— The task —
Filter the material below down to the lines that contain the string "tree", and copy each of those lines unchanged.

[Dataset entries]
********

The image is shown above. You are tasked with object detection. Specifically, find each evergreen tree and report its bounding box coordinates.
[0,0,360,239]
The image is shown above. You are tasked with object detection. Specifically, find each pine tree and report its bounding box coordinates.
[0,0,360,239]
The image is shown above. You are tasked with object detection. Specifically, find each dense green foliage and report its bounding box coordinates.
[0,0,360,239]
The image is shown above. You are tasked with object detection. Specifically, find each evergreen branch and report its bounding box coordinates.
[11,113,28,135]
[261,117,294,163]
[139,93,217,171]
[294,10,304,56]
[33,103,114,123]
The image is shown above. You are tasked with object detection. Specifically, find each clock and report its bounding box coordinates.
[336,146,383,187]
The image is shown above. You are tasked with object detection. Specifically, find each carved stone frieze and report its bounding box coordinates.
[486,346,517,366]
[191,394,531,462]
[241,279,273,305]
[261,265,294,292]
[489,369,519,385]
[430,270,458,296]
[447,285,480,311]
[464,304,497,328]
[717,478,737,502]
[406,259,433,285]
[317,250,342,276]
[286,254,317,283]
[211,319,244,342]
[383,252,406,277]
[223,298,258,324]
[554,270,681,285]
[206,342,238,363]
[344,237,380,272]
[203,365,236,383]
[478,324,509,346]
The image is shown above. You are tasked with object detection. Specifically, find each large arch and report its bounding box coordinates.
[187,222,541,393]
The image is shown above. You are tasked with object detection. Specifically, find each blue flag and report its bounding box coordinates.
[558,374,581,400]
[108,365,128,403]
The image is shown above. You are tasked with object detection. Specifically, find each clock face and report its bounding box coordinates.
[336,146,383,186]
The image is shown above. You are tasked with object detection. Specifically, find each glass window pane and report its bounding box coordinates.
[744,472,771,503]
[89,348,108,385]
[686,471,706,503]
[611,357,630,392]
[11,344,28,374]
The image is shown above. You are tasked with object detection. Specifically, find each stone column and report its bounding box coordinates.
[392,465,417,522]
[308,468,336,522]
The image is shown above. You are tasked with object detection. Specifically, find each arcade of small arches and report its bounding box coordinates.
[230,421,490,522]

********

— Written response —
The image is shown above. You are tasked with object detection. Specifically, find each evergreen tree and report its bounding box coordinates.
The image is shown above. You are tasked with object detection. Specifically, find each pine tree and report its bounding box coordinates.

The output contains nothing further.